▶ _AIM OF THE TASK_: Extract every entry word for word.

>> Begin EXERCISE INPUTS

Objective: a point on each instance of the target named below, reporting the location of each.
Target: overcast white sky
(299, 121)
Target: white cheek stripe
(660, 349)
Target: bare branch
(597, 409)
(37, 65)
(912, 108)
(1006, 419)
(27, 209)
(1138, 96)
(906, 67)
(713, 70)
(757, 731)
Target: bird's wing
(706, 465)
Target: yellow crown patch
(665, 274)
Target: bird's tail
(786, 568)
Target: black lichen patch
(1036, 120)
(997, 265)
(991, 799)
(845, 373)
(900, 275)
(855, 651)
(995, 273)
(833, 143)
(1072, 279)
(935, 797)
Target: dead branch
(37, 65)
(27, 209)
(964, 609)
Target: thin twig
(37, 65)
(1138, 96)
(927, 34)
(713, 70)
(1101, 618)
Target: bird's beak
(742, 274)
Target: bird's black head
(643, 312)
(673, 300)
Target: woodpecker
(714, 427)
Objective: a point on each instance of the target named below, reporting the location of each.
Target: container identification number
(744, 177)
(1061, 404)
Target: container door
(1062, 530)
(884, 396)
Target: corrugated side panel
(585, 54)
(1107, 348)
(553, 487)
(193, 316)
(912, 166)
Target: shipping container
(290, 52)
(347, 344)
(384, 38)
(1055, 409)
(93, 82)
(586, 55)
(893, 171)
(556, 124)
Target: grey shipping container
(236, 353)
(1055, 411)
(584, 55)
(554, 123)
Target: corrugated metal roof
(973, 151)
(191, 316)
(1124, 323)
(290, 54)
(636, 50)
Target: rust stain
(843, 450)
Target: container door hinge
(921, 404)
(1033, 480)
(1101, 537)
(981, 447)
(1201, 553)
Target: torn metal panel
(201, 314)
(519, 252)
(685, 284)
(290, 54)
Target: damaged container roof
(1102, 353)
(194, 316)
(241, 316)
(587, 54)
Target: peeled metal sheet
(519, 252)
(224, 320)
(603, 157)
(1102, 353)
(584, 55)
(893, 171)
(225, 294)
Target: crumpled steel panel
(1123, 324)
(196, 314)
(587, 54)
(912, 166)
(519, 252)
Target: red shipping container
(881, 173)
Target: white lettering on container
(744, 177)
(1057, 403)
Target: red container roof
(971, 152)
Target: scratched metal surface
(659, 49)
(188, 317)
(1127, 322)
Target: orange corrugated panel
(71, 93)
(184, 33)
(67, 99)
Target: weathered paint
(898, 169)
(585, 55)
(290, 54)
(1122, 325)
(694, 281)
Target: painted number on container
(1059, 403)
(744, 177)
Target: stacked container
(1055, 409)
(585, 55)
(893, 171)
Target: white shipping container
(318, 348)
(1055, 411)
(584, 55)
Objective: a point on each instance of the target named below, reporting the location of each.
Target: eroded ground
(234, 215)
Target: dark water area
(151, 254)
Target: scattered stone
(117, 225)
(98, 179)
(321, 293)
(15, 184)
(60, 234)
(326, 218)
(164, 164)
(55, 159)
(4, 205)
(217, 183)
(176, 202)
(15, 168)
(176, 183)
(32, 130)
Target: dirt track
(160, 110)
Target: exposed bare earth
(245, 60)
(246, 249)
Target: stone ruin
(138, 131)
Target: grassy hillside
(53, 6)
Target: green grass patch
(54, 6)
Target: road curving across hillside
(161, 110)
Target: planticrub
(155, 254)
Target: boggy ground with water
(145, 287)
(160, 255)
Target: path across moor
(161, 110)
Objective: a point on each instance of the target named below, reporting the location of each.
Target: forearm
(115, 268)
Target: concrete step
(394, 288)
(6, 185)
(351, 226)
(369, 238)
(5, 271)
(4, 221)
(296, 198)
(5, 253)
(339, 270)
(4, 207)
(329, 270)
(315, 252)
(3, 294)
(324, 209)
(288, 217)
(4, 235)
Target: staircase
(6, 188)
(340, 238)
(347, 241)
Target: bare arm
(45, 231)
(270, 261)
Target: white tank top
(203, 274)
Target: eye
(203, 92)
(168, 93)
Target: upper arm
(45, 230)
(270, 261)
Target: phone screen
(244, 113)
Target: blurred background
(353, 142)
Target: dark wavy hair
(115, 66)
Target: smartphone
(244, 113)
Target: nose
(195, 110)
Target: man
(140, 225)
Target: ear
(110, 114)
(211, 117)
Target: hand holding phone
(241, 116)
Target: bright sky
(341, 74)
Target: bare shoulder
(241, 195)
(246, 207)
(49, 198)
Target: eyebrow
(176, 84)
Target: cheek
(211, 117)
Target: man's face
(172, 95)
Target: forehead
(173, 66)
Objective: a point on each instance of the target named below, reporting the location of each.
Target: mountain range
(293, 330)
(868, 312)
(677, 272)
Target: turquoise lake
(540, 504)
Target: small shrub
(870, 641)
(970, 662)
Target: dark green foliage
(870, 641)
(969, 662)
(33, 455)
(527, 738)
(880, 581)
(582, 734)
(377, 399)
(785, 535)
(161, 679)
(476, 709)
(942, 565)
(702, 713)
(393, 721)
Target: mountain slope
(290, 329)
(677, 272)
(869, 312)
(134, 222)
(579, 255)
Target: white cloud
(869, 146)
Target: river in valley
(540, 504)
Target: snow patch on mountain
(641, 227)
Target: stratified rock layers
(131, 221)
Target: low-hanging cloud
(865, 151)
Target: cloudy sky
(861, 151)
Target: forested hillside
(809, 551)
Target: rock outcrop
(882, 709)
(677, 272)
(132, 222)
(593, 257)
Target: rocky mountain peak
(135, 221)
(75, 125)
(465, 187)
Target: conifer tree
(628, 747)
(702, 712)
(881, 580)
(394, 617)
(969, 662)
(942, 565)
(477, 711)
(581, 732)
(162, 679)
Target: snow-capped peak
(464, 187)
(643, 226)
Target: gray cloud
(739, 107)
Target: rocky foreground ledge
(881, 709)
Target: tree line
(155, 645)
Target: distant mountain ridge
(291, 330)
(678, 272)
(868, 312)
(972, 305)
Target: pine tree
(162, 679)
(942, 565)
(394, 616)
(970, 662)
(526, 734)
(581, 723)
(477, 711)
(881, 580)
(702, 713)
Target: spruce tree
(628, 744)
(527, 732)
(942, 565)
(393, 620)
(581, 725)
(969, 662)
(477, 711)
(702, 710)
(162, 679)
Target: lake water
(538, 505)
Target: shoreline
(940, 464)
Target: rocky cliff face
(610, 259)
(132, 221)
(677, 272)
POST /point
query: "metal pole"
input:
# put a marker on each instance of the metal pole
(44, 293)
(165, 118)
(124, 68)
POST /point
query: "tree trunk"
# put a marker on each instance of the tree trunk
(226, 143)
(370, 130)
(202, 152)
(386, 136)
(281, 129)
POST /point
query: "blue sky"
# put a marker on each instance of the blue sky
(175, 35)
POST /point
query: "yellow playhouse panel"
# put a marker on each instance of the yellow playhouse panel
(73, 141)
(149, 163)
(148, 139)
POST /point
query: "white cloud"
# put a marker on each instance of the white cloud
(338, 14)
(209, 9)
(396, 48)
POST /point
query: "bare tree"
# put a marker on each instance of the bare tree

>> End EXERCISE INPUTS

▶ _CORRECT RESPONSE_:
Objective: a point on each instance of the target named below, reporting the location of each.
Target: overcast white sky
(299, 121)
Target: white cheek stripe
(660, 349)
Target: bare branch
(597, 409)
(37, 65)
(912, 108)
(1006, 419)
(27, 209)
(1138, 96)
(906, 67)
(713, 70)
(757, 731)
Target: bird's wing
(706, 465)
Target: yellow crown patch
(665, 274)
Target: bird's tail
(786, 568)
Target: black lichen patch
(1036, 120)
(997, 265)
(991, 799)
(845, 373)
(900, 275)
(855, 651)
(995, 273)
(833, 143)
(1072, 279)
(935, 797)
Target: dead branch
(37, 65)
(27, 209)
(964, 609)
Target: thin twig
(37, 65)
(1138, 96)
(927, 34)
(713, 70)
(1101, 618)
Target: bird's beak
(742, 274)
Target: bird's black head
(643, 312)
(673, 300)
Target: woodpecker
(714, 427)
Objective: a point on each instance of the target named below, reporting the location of each.
Target: container identification number
(744, 177)
(1061, 404)
Target: container door
(1062, 530)
(884, 396)
Target: corrugated side panel
(585, 54)
(1107, 348)
(553, 487)
(193, 316)
(912, 166)
Target: shipping container
(290, 52)
(347, 344)
(384, 38)
(1055, 409)
(93, 82)
(586, 55)
(893, 171)
(556, 124)
Target: grey shipping container
(236, 353)
(1055, 411)
(584, 55)
(554, 123)
Target: corrugated metal roof
(973, 151)
(191, 316)
(1124, 323)
(290, 54)
(636, 50)
Target: rust stain
(843, 450)
Target: container door hinge
(921, 404)
(1033, 480)
(1101, 537)
(981, 447)
(1201, 553)
Target: torn metal panel
(201, 314)
(519, 252)
(685, 284)
(290, 54)
Target: damaged container roof
(1102, 353)
(194, 316)
(241, 316)
(587, 54)
Target: peeled metal sheet
(519, 252)
(224, 320)
(603, 157)
(1102, 353)
(584, 55)
(893, 171)
(225, 294)
Target: crumpled steel panel
(1123, 324)
(196, 314)
(587, 54)
(912, 166)
(519, 252)
Target: red shipping container
(881, 173)
Target: white lettering on container
(744, 177)
(1057, 403)
Target: red container roof
(971, 152)
Target: scratched metal surface
(659, 49)
(188, 317)
(1127, 322)
Target: orange corrugated panel
(71, 93)
(184, 33)
(67, 99)
Target: weathered paint
(898, 169)
(585, 55)
(290, 54)
(1122, 325)
(694, 281)
Target: painted number on container
(1059, 403)
(744, 177)
Target: stacked container
(1055, 409)
(585, 55)
(893, 171)
Target: white shipping container
(318, 348)
(1055, 411)
(584, 55)
Objective: a point on each instance of the target named below, reporting the location of each.
Target: eroded ground
(234, 215)
Target: dark water area
(151, 254)
Target: scattered stone
(117, 225)
(98, 179)
(321, 293)
(15, 184)
(60, 234)
(326, 218)
(164, 164)
(55, 159)
(4, 205)
(217, 183)
(176, 202)
(15, 168)
(176, 183)
(32, 130)
Target: dirt track
(160, 110)
Target: exposed bare earth
(245, 60)
(246, 249)
Target: stone ruin
(138, 131)
Target: grassy hillside
(53, 6)
Target: green grass patch
(54, 6)
Target: road curving across hillside
(161, 110)
Target: planticrub
(155, 254)
Target: boggy ground with water
(145, 287)
(160, 255)
Target: path across moor
(161, 110)
Objective: a point on each instance of the target named below, reporting the location of each.
Target: forearm
(115, 268)
Target: concrete step
(394, 288)
(6, 185)
(351, 226)
(369, 238)
(5, 271)
(4, 221)
(296, 198)
(5, 253)
(339, 270)
(4, 207)
(329, 270)
(315, 252)
(3, 294)
(324, 209)
(288, 217)
(4, 235)
Target: staircase
(6, 188)
(340, 238)
(347, 241)
Target: bare arm
(45, 231)
(270, 261)
Target: white tank top
(203, 274)
Target: eye
(203, 92)
(168, 93)
Target: upper arm
(45, 230)
(270, 261)
Target: phone screen
(244, 113)
Target: blurred background
(353, 142)
Target: dark wavy hair
(115, 66)
Target: smartphone
(244, 113)
Target: nose
(195, 110)
Target: man
(140, 225)
Target: ear
(110, 114)
(211, 117)
Target: hand holding phone
(241, 116)
Target: bright sky
(341, 74)
Target: bare shoulder
(241, 195)
(246, 207)
(49, 198)
Target: eyebrow
(176, 84)
Target: cheek
(211, 117)
Target: man's face
(172, 95)
Target: forehead
(173, 66)
Objective: a point on each instance of the target named below, reporting the location of each.
Target: mountain range
(293, 330)
(868, 312)
(677, 272)
Target: turquoise lake
(540, 504)
Target: small shrub
(870, 641)
(970, 662)
Target: dark green foliage
(870, 641)
(969, 662)
(33, 455)
(527, 738)
(880, 581)
(582, 734)
(377, 399)
(785, 535)
(161, 679)
(476, 709)
(942, 565)
(702, 713)
(393, 721)
Target: mountain slope
(290, 329)
(677, 272)
(869, 312)
(134, 222)
(579, 255)
Target: white cloud
(869, 146)
Target: river in valley
(540, 504)
Target: snow patch on mountain
(641, 227)
Target: stratified rock layers
(131, 221)
Target: low-hanging cloud
(865, 151)
Target: cloudy sky
(861, 151)
Target: forested hillside
(809, 551)
Target: rock outcrop
(882, 709)
(677, 272)
(132, 222)
(593, 257)
Target: rocky mountain peak
(135, 221)
(75, 125)
(465, 187)
Target: conifer tree
(628, 747)
(702, 712)
(881, 580)
(394, 617)
(969, 662)
(942, 565)
(477, 711)
(581, 732)
(162, 679)
Target: snow-capped peak
(464, 187)
(643, 226)
Target: gray cloud
(739, 107)
Target: rocky foreground ledge
(881, 709)
Target: tree line
(155, 645)
Target: distant mountain ridge
(291, 330)
(678, 272)
(868, 312)
(972, 305)
Target: pine tree
(162, 679)
(942, 565)
(394, 616)
(970, 662)
(526, 734)
(581, 723)
(477, 711)
(881, 580)
(702, 713)
Target: spruce tree
(628, 744)
(527, 732)
(942, 565)
(393, 620)
(581, 725)
(969, 662)
(477, 711)
(702, 710)
(162, 679)
Target: lake water
(538, 505)
Target: shoreline
(940, 464)
Target: rocky cliff face
(610, 259)
(132, 221)
(677, 272)
POST /point
query: "metal pole"
input:
# put a marker on each instance of the metal pole
(44, 293)
(165, 118)
(124, 68)
POST /point
query: "tree trunk"
# put a marker on each instance of the tree trunk
(226, 143)
(370, 130)
(202, 152)
(386, 136)
(281, 129)
POST /point
query: "blue sky"
# put a marker on each instance of the blue sky
(175, 35)
POST /point
query: "yellow playhouse panel"
# put a marker on each instance of the yellow playhouse panel
(73, 141)
(149, 163)
(148, 139)
POST /point
query: "white cloud"
# put a marker on each instance of the white cloud
(338, 14)
(209, 9)
(396, 48)
POST /point
query: "bare tree"
# put a marker on each instance of the bare tree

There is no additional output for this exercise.